▶ [Task goal]
Please copy the bakery passage from "Aimee flinched, her" to "raising my eyebrows.", swapping "maple bar" for "glazed donut".

--- Page text ---

I pulled in to the parking lot and walked into the building. A young woman, Aimee, approached me as I pushed past the swinging glass doors.


“Can I help you sir?”


“Actually, yes,” I said with a somber expression. “My request might sound a little odd though.”


“We get that stuff all the time,” She grinned back. “Try me.”


“I’m on a personal quest for the best donut in Cedar City…maple bar to be exact. I’ve already been to several places, including Festival City Bakery…so far, I’m not impressed.”

Aimee flinched, her face clearly showing her distaste for the business I just mentioned. “That place is awful,” she crooned. “Don’t ever go there for a good maple bar.”

“Where would you suggest?” I asked, raising my eyebrows.

Aimee leaned in conspiratorially, her hand on her chest. In a low voice she said, “Tommie’s Bakery is heavenly.” Her eyelids fluttered slightly. “Quite possibly the best donuts in the county.”

--- Extracted records ---

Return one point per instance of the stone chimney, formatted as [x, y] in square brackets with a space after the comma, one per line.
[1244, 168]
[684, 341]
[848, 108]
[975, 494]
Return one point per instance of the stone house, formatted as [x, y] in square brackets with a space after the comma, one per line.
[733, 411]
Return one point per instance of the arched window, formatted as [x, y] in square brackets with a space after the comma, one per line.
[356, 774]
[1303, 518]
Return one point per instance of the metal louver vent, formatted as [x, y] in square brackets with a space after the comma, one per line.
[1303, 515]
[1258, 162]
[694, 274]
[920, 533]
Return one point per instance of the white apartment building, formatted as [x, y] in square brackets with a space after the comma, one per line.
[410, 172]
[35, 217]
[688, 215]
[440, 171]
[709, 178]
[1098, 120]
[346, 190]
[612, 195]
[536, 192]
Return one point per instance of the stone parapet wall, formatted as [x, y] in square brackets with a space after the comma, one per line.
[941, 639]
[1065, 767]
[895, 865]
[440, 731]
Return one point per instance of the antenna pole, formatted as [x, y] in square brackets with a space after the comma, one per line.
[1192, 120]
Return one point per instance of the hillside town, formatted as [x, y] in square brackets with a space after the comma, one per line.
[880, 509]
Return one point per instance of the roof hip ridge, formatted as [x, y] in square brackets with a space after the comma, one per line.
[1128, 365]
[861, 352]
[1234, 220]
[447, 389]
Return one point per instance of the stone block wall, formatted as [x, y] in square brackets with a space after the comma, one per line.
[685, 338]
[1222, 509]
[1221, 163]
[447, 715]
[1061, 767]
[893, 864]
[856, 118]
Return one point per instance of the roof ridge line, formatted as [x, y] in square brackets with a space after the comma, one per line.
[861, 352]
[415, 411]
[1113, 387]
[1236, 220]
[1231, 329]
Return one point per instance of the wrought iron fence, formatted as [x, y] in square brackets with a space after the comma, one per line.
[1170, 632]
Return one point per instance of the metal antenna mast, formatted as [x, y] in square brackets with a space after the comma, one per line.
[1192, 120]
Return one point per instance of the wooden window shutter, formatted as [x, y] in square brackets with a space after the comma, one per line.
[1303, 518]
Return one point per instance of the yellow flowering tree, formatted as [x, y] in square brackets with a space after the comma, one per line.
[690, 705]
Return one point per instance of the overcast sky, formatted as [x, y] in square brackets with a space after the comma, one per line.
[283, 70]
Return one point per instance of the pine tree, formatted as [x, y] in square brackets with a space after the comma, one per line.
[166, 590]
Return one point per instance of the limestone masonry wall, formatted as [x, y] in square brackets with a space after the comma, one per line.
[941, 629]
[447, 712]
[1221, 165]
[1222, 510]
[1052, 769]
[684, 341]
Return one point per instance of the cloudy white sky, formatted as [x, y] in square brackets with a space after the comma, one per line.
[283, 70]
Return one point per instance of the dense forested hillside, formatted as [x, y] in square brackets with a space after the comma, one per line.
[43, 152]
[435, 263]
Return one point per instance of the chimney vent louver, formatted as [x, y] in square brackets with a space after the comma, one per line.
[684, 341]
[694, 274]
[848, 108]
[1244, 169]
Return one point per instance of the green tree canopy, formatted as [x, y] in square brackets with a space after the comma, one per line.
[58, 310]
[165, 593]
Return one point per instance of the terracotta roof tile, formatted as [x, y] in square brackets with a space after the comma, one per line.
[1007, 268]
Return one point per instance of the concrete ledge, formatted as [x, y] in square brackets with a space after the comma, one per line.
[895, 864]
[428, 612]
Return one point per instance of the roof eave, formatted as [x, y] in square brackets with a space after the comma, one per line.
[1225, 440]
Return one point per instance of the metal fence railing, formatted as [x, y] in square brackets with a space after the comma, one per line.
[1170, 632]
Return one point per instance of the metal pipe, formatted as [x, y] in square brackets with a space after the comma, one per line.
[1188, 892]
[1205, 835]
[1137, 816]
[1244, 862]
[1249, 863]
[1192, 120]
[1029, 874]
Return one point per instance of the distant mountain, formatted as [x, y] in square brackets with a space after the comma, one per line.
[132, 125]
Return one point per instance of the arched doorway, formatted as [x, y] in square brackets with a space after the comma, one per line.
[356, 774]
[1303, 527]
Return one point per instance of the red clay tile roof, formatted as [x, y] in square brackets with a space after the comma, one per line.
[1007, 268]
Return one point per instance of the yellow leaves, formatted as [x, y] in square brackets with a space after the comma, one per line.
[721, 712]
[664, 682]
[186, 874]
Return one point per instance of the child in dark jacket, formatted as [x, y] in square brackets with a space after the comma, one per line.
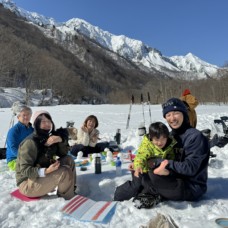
[157, 144]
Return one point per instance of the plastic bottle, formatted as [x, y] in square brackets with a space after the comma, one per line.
[97, 165]
[118, 167]
[130, 155]
[118, 136]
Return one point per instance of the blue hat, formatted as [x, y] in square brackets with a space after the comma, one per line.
[174, 104]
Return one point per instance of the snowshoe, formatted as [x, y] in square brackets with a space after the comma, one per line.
[144, 200]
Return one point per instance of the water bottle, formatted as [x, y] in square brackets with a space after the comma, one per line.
[97, 165]
[141, 129]
[118, 167]
[117, 136]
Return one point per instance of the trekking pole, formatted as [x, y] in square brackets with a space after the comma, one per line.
[11, 124]
[129, 114]
[149, 106]
[142, 108]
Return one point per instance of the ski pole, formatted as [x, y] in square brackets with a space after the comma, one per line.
[129, 113]
[142, 108]
[11, 124]
[149, 106]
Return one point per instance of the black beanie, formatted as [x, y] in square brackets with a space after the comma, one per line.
[174, 104]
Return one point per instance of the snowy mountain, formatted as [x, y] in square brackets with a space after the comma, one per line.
[146, 58]
[8, 96]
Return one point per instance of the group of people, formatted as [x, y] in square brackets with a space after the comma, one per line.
[168, 165]
[39, 153]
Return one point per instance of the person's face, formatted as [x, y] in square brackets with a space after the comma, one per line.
[45, 123]
[24, 117]
[159, 142]
[91, 124]
[174, 119]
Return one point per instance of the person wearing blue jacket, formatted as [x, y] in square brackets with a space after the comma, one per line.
[17, 134]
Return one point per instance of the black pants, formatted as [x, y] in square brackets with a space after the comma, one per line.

---

▶ [Result below]
Aimee flinched, her face clearly showing her distaste for the business I just mentioned. “That place is awful,” she crooned. “Don’t ever go there for a good glazed donut.”

“Where would you suggest?” I asked, raising my eyebrows.